● **Task to carry out**: Leave out the pictures and copy everything else below exactly.

---------------

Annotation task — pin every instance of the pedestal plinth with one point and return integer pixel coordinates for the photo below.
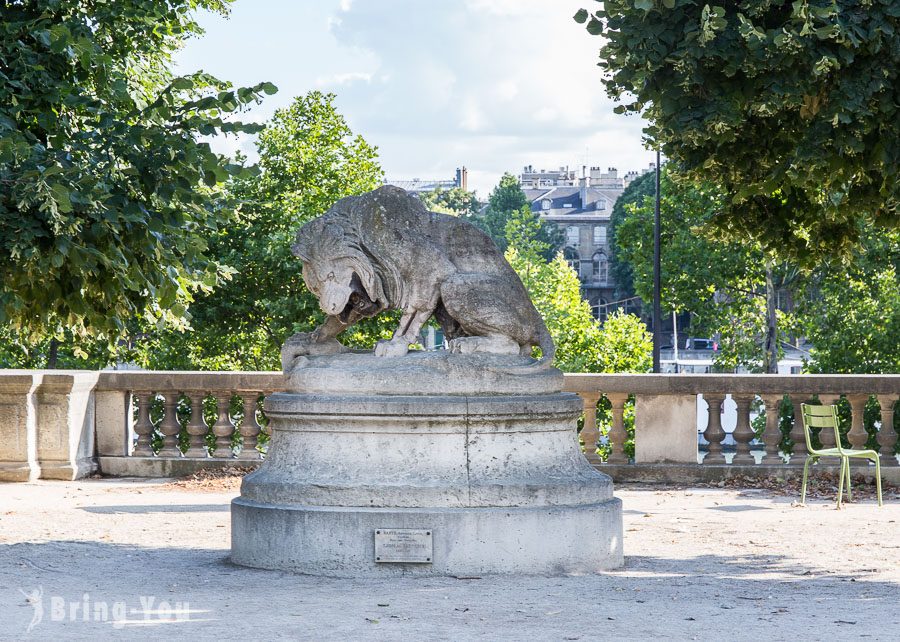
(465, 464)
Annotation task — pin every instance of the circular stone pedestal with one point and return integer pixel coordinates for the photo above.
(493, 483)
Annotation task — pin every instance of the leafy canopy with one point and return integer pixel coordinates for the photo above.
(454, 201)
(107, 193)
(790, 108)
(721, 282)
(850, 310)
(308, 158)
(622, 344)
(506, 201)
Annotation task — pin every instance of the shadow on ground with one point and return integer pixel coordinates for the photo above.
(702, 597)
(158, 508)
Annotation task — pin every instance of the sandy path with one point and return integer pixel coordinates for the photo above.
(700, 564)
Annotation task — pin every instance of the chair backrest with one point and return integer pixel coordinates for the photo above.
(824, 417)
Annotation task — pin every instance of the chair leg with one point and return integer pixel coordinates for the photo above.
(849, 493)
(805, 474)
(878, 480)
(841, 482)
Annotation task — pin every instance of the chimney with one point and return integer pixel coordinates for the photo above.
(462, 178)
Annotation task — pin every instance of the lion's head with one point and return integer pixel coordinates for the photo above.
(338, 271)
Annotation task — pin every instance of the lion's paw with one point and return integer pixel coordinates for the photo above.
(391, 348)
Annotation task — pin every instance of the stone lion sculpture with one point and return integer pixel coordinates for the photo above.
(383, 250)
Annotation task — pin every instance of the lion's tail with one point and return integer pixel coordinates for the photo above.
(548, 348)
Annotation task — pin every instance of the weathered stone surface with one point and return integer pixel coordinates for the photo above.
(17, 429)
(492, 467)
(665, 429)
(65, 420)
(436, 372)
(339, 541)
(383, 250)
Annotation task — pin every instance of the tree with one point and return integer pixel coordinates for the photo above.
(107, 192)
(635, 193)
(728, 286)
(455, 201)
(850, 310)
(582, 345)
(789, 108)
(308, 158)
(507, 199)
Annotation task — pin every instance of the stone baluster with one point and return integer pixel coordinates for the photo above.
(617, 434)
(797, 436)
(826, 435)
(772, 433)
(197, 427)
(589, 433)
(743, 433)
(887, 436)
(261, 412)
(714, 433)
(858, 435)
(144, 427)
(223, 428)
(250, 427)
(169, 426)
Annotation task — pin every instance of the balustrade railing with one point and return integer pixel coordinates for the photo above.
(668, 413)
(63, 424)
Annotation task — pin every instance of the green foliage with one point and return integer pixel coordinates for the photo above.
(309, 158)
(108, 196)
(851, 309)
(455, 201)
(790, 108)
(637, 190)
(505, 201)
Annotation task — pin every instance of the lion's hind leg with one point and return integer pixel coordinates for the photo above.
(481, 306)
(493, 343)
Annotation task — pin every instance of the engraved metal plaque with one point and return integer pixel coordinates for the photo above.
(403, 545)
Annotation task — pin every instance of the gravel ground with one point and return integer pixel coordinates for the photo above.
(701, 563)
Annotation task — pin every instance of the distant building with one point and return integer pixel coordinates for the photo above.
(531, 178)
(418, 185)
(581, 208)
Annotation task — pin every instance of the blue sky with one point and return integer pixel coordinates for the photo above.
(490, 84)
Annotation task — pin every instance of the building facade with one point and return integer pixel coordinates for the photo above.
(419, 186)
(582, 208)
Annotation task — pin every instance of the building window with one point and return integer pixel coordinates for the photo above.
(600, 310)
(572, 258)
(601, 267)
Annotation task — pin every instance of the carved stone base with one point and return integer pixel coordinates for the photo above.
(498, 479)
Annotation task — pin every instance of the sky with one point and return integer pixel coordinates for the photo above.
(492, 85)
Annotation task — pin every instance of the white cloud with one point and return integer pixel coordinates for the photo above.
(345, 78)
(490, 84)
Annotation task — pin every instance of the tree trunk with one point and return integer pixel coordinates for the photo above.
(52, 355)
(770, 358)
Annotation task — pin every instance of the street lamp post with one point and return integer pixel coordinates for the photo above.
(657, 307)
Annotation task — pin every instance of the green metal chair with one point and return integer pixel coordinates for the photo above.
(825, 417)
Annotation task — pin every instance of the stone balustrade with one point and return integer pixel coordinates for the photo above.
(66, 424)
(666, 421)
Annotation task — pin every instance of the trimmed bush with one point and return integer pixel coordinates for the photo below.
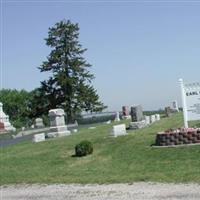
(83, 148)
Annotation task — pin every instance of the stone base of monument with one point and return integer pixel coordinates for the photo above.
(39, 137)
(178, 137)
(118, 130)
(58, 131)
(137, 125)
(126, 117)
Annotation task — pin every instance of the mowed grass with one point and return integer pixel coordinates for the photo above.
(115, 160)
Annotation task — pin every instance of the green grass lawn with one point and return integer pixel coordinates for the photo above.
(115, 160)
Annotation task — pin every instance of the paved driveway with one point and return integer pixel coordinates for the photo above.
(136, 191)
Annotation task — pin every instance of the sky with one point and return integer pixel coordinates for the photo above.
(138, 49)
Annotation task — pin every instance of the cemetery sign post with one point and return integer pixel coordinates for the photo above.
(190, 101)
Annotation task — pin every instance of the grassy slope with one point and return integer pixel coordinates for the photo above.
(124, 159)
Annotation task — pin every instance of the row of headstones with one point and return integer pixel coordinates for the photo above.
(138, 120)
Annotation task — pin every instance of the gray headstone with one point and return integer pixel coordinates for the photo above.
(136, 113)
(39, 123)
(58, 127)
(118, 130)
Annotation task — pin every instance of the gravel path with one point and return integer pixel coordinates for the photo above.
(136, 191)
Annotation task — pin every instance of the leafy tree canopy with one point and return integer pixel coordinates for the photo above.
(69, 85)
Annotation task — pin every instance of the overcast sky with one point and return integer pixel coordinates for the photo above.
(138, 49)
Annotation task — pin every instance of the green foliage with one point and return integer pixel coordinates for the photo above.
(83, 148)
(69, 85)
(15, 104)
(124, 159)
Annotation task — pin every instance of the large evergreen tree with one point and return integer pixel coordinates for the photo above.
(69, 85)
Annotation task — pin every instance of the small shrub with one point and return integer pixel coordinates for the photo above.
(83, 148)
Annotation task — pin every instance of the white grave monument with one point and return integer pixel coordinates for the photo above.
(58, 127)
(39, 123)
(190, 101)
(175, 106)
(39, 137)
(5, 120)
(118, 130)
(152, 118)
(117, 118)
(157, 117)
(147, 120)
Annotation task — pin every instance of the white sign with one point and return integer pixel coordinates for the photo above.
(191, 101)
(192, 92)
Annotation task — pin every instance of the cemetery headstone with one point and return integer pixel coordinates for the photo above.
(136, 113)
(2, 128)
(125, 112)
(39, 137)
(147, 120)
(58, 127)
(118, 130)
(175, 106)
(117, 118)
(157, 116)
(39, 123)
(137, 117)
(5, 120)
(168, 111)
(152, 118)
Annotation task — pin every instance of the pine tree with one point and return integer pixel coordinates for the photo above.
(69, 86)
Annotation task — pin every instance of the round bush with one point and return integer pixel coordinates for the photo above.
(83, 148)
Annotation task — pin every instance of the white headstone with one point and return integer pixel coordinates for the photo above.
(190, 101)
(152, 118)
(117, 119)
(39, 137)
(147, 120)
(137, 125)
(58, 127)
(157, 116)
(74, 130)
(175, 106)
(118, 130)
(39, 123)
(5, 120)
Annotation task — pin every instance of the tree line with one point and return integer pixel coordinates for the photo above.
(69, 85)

---------------

● **Exercise answer**:
Annotation task — pin every instance of the pedestal plinth with one point and return integer pixel coordinates for the photo below.
(465, 464)
Annotation task — pin every instance of the circular stone pedestal with one point and return integer pixel coordinates for the photo above.
(493, 483)
Annotation task — pin every instance of the leafy canopy with one point and return integer pixel coordinates for the photo above.
(454, 201)
(107, 193)
(790, 108)
(721, 282)
(850, 310)
(308, 158)
(622, 344)
(506, 201)
Annotation task — pin every instance of the shadow on ground with one point and return integer pixel coordinates for the photo above.
(702, 597)
(158, 508)
Annotation task — pin every instance of the sandy path with one point and return integer pixel coordinates for the photo above.
(700, 564)
Annotation task — pin every instance of the chair backrest with one point and return integer pixel coordinates for the photo above.
(824, 417)
Annotation task — pin every instance of the chair leg with one point and return integer pixel coordinates for the photo above.
(849, 493)
(805, 474)
(878, 480)
(841, 482)
Annotation task — pin every instance of the chimney with one point and return integer pixel coordinates for the photo above.
(462, 178)
Annotation task — pin every instance of the lion's head with one point and return integer pixel coordinates for the photo above.
(338, 271)
Annotation task — pin every instance of the lion's paw with one point and return integer pixel coordinates for the photo above.
(391, 348)
Annotation task — pin every instance of the stone lion sculpture with one point and return integer pixel coordinates for the photo above.
(383, 250)
Annotation task — pin every instance of the lion's tail with one point and return integer pixel coordinates for the photo above.
(548, 348)
Annotation task — pin every instance of the weathered stone surface with one point and return integer pixel coordinates for the photo above.
(17, 429)
(492, 467)
(665, 429)
(65, 420)
(436, 372)
(339, 541)
(383, 250)
Annotation task — pin every instance of the tree with one point and return integer pixel coordinates for the photo above.
(107, 192)
(635, 193)
(728, 286)
(455, 201)
(850, 310)
(582, 345)
(789, 108)
(308, 158)
(507, 199)
Annotation task — pin every instance of the stone baluster with one point and return integer pixel coordinates for the photo above.
(617, 434)
(797, 436)
(826, 435)
(772, 433)
(197, 427)
(589, 433)
(743, 433)
(887, 436)
(261, 412)
(714, 433)
(858, 435)
(144, 427)
(223, 428)
(250, 427)
(169, 426)
Annotation task — pin every instance of the balustrade railing with one point and return integer pixel coordinates for the photo above.
(668, 413)
(63, 424)
Annotation task — pin every instance of the green foliage with one point and return integer pixel coordinates for the photo above.
(309, 158)
(108, 196)
(851, 309)
(455, 201)
(790, 108)
(637, 190)
(505, 201)
Annotation task — pin every instance of the lion's hind leg with one point and return integer pixel coordinates for the photo above.
(481, 306)
(493, 343)
Annotation task — pin every instance of the engraved metal plaque with one point and return integer pixel coordinates for the photo above.
(403, 545)
Annotation task — pin every instance of the gravel ground with one point and return integer pixel coordinates for the photo above.
(701, 563)
Annotation task — pin every instance of the distant building with one point and return integer pixel coordinates for the photo above.
(531, 178)
(418, 185)
(581, 208)
Annotation task — pin every instance of the blue sky with one point and return integer pixel coordinates for the photo above.
(490, 84)
Annotation task — pin every instance of the building facade with one point and return integer pixel coordinates for the photo above.
(419, 186)
(582, 208)
Annotation task — pin every instance of the building window with one point and return integer pixel coordinates for the photo above.
(600, 310)
(572, 258)
(601, 267)
Annotation task — pin every instance of the carved stone base with one point and return integer pixel coordinates for the photo above.
(498, 479)
Annotation task — pin every instance of the sky with one point and return integer pixel coordinates for the photo above.
(492, 85)
Annotation task — pin every instance of the white cloud with one point and return integer pixel coordinates for the photo above.
(345, 78)
(490, 84)
Annotation task — pin every instance of the tree trunk with one point and return integer pixel coordinates for the photo above.
(52, 355)
(770, 358)
Annotation task — pin every instance of the street lamp post with one point and return integer pixel coordinates for the photo above.
(657, 307)
Annotation task — pin every instance of the green metal chair with one point and return integer pixel coordinates for the photo above.
(825, 417)
Annotation task — pin every instance of the stone balustrade with one point and return integer pixel coordinates for the photo above.
(66, 424)
(666, 421)
Annotation task — pin every instance of the trimmed bush with one point and return integer pixel coordinates for the photo below.
(83, 148)
Annotation task — pin every instance of the stone base of monument with one point and return integer pixel coordinates for the photo above.
(39, 137)
(178, 137)
(118, 130)
(58, 131)
(137, 125)
(126, 117)
Annotation task — pin every instance of the mowed grass with one point and return integer pixel coordinates for the photo above.
(115, 160)
Annotation task — pin every instance of the green grass lawn with one point and return integer pixel coordinates for the photo above.
(115, 160)
Annotation task — pin every instance of the paved driveway with one point and return integer pixel coordinates for the photo above.
(136, 191)
Annotation task — pin every instance of the sky with one point and return integer pixel coordinates for the photo above.
(138, 49)
Annotation task — pin every instance of the cemetery sign post with one point and return integer pixel coordinates for the photo above.
(190, 101)
Annotation task — pin every instance of the grassy slope with one point and return integer pixel coordinates for the photo above.
(124, 159)
Annotation task — pin every instance of the row of headstones with one point and return integer pixel coordinates for the photo above.
(138, 120)
Annotation task — pin every instance of the gray headstone with one point and return integer pixel coordinates for the photo above.
(136, 113)
(39, 123)
(58, 127)
(118, 130)
Annotation task — pin every instance of the gravel path with one point and return integer pixel coordinates for the photo above.
(136, 191)
Annotation task — pin every instance of the leafy tree canopy with one point and return integer pixel coordinates for the photo above.
(69, 85)
Annotation task — pin every instance of the overcast sky with one point and return integer pixel coordinates for the photo above.
(138, 49)
Annotation task — pin every instance of the green foliage with one point and return integer pixel coordinates for the photo above.
(83, 148)
(69, 85)
(15, 104)
(124, 159)
Annotation task — pin every instance of the large evergreen tree with one point and return integer pixel coordinates for the photo above.
(69, 85)
Annotation task — pin every instance of the small shrub with one point and return integer pixel coordinates for the photo above.
(83, 148)
Annotation task — pin every instance of the white grave monument with one point and return integer pixel coordinates for the photo above.
(58, 127)
(39, 123)
(190, 101)
(175, 106)
(39, 137)
(5, 120)
(118, 130)
(152, 118)
(117, 118)
(157, 117)
(147, 120)
Annotation task — pin every instance of the white sign with one point and return integer pixel coordinates for the photo above.
(191, 101)
(192, 92)
Annotation task — pin every instance of the cemetery headstone with one point and return integer pixel coordinates for the photo above.
(136, 113)
(2, 128)
(125, 112)
(39, 137)
(147, 120)
(58, 127)
(118, 130)
(175, 106)
(117, 118)
(157, 116)
(39, 123)
(137, 117)
(5, 120)
(168, 111)
(152, 118)
Annotation task — pin every instance of the pine tree with one point and return integer pixel coordinates for the photo above.
(69, 86)
Annotation task — pin every instance of the round bush with one point and return integer pixel coordinates for the photo above.
(83, 148)
Annotation task — pin every instance of the white headstone with one point and return integer pixel coordinates for the photo above.
(190, 101)
(152, 118)
(117, 119)
(39, 137)
(147, 120)
(137, 125)
(58, 127)
(157, 116)
(74, 130)
(175, 106)
(118, 130)
(39, 123)
(5, 120)
Annotation task — pin every instance of the tree line with one point and return integer pixel coordinates for the photo above.
(69, 85)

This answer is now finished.